__WHAT YOU NEED TO DO__:
- A) In the review below, condense the paragraph beginning "These glimpses of traditional" into a single shorter sentence that keeps its main facts.
- B) Collect every line of the entries that contains the string "step". Case counts, so match capitalization as given.

__PAGE TEXT__:
****************************************
The second chapter of Disney Gallery: Star Wars: The Mandalorian seems to begin like a weary lap dance for George Lucas, but ends in a brain-rewiring EMP bomb for even the hardcoriest of hardcore Star Wars fans.
While its first few moments spotlight Lucas in a dog-eared, corporate line-towing fashion, viewers should hang in there for the episode to slowly pivot into some fascinating discussion about the humanistic and classical themes of the original Star Wars trilogy.
It’s deep, kids.
These glimpses of traditional “making of” footage are worth the watch for Mandalorian fans and anyone interested in visual storytelling. However, it’s the interviews past the halfway mark which will leave you wishing for a three-hour, special edition cut of “Legacy.”
Even more significantly — and perhaps accidentally — the episode positions executive producer Dave Filoni as the beating heart of The Mandalorian.
In “Legacy,” several Lucasfilm powerbrokers are present for a roundtable discussion with input from the four other directors chosen to link together the arc of Season 1.
****************************************
Entries from a dataset:
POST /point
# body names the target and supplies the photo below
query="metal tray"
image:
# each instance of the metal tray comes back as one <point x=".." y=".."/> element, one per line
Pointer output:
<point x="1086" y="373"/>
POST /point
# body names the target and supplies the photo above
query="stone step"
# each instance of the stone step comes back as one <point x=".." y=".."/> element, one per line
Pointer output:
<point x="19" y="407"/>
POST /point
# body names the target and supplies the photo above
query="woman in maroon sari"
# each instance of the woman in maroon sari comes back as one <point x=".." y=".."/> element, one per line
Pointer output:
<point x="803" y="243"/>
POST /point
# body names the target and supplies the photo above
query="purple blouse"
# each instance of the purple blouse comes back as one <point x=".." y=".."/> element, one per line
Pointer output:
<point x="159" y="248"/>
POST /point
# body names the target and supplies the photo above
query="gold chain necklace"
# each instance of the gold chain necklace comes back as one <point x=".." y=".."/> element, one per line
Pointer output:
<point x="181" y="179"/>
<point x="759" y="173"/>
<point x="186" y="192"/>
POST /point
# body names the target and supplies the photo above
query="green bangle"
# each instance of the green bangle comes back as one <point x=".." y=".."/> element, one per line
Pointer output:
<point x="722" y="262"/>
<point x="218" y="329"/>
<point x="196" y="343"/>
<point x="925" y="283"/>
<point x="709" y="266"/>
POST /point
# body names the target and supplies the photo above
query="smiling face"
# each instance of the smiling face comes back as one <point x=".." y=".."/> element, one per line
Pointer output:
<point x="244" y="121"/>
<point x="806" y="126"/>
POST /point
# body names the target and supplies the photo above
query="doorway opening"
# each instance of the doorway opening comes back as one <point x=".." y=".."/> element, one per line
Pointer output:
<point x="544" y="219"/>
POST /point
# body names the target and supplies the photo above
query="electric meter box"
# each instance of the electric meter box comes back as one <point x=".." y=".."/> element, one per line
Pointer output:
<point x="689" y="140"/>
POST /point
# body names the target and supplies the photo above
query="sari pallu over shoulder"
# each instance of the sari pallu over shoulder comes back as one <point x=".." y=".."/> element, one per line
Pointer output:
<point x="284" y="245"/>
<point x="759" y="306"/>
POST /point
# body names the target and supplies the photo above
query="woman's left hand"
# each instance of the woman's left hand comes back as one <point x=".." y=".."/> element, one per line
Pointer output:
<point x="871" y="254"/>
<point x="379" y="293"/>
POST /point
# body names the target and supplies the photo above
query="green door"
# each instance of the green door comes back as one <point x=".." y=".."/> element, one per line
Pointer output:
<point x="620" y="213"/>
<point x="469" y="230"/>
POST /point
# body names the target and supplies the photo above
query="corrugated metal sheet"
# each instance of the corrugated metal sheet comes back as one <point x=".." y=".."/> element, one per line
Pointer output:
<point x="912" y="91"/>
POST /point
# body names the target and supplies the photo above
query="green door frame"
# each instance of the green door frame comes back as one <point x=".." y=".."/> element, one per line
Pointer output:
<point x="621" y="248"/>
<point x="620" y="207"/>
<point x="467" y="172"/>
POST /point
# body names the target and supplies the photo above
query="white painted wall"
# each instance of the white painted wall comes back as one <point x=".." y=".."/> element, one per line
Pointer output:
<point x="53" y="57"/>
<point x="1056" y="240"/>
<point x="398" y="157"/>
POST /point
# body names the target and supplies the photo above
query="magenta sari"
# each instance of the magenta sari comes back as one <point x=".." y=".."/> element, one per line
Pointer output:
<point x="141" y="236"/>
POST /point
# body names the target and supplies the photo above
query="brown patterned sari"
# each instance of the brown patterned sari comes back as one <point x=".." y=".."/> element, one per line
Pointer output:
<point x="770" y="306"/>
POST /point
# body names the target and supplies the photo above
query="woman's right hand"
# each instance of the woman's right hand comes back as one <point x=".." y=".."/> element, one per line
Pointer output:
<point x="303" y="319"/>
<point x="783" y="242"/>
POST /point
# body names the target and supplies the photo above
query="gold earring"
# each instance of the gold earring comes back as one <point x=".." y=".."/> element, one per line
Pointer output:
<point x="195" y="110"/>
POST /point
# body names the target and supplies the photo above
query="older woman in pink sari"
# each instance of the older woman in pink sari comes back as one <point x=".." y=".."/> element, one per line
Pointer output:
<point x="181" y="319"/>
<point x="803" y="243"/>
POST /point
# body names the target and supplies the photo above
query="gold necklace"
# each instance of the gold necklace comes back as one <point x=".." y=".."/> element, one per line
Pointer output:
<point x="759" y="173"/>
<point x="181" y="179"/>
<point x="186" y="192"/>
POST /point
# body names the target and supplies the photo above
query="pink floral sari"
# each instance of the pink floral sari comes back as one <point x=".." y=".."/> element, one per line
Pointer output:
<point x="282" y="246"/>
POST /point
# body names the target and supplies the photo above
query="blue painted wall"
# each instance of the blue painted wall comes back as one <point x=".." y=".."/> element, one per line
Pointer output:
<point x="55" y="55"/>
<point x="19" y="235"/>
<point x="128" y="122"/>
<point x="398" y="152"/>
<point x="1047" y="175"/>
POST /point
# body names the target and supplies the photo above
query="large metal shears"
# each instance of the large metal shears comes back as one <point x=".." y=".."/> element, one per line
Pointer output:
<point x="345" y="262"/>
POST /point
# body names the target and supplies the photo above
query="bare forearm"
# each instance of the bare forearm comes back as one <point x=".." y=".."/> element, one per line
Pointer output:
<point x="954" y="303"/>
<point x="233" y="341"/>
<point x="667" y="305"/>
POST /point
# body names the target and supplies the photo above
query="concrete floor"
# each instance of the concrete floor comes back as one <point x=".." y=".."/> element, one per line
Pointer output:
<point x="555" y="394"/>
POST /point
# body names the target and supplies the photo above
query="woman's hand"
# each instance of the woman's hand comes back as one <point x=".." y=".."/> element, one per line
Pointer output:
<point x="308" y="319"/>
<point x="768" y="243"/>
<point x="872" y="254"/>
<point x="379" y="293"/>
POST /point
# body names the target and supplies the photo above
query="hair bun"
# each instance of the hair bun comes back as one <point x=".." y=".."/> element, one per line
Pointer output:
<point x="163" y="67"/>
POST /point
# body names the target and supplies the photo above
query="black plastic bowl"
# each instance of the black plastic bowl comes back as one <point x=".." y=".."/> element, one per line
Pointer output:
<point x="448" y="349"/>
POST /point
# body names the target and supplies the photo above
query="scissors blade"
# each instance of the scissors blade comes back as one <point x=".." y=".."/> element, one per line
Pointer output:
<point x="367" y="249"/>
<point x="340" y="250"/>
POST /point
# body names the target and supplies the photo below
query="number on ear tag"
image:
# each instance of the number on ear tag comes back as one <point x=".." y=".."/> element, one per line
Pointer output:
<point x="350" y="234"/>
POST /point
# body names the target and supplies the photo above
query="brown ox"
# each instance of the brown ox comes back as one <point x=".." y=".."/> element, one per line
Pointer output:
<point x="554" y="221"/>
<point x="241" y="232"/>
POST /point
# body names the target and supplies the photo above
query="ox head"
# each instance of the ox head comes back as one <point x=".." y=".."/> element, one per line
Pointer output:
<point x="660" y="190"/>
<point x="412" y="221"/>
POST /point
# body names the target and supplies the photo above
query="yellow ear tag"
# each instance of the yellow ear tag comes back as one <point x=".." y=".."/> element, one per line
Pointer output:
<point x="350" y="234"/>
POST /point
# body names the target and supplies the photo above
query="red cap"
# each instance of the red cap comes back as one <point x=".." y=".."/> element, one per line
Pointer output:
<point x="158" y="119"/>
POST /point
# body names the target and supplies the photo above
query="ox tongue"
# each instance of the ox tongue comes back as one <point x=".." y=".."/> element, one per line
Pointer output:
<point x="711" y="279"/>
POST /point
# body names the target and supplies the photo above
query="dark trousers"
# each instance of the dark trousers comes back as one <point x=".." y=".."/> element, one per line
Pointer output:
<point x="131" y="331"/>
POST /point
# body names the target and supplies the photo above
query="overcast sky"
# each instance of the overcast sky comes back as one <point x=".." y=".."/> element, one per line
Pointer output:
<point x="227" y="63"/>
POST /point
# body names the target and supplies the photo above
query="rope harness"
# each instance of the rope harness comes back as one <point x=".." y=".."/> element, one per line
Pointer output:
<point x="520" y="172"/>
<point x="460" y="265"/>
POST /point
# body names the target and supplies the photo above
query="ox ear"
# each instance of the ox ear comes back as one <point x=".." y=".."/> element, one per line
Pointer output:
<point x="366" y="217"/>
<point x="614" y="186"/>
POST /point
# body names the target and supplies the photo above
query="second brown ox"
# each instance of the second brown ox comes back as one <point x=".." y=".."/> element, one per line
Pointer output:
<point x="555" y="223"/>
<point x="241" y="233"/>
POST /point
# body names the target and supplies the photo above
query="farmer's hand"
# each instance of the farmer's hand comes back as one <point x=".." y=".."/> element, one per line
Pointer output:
****************************************
__SOLUTION LIST__:
- A) Traditional "making of" footage is worth watching for Mandalorian fans and anyone interested in visual storytelling, but the interviews after the halfway mark are what leave viewers wishing for a three-hour, special edition cut of "Legacy."

- B)
query="stone step"
# each instance of the stone step comes back as one <point x=".." y=".."/> element, one per line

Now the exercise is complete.